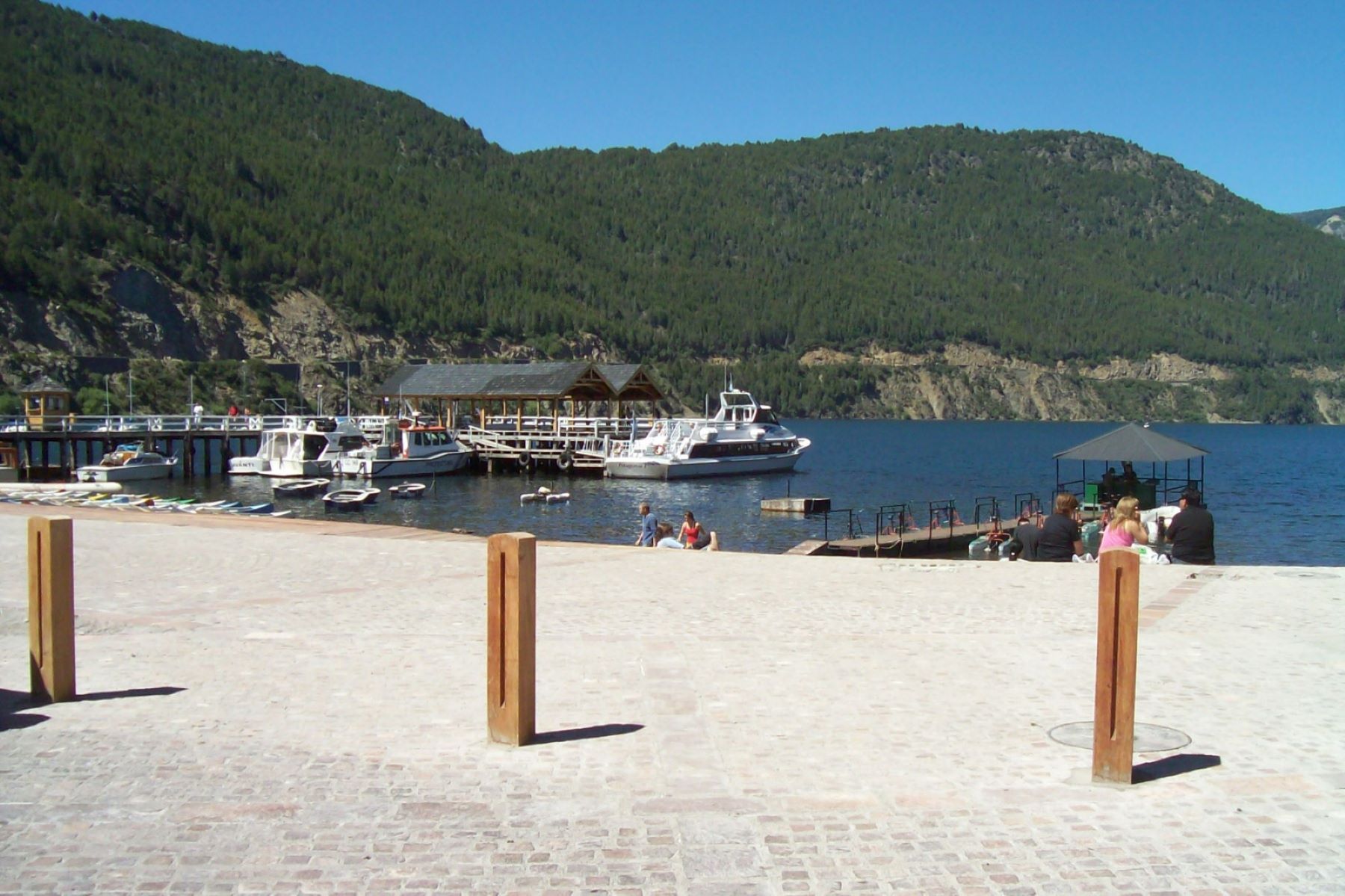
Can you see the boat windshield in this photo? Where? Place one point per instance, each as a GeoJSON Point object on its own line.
{"type": "Point", "coordinates": [314, 445]}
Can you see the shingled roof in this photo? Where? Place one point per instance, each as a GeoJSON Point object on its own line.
{"type": "Point", "coordinates": [1133, 443]}
{"type": "Point", "coordinates": [45, 383]}
{"type": "Point", "coordinates": [578, 380]}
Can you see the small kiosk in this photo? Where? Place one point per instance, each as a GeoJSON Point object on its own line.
{"type": "Point", "coordinates": [1126, 447]}
{"type": "Point", "coordinates": [45, 401]}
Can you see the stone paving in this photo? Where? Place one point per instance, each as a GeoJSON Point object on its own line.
{"type": "Point", "coordinates": [289, 707]}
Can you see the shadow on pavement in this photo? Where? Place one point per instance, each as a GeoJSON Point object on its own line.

__________________________________________________

What is being asked: Please write out all of the lines above again word for word, leaving out the pictures.

Complete response:
Can you see the boat windshield in this photo? Where? Place one point per instance, each as a GeoJSON Point object on its own line.
{"type": "Point", "coordinates": [314, 445]}
Can you see the shingled roof in this photo? Where? Place one point per instance, each as a GeoJSON Point object on its own line.
{"type": "Point", "coordinates": [1133, 443]}
{"type": "Point", "coordinates": [45, 383]}
{"type": "Point", "coordinates": [578, 380]}
Can you see the small kiosk in this photo? Where? Place one point per instance, each as a GeoJSON Point object on its own line.
{"type": "Point", "coordinates": [1126, 447]}
{"type": "Point", "coordinates": [45, 401]}
Can you see the stone paving in this photo? Where? Place one point per instance, each as a GeoJSON Point object on its own line.
{"type": "Point", "coordinates": [289, 707]}
Can you see the shadow on pavement in this photo? Where? Place one point per instance, each as a GeoJSON Point object on its own line.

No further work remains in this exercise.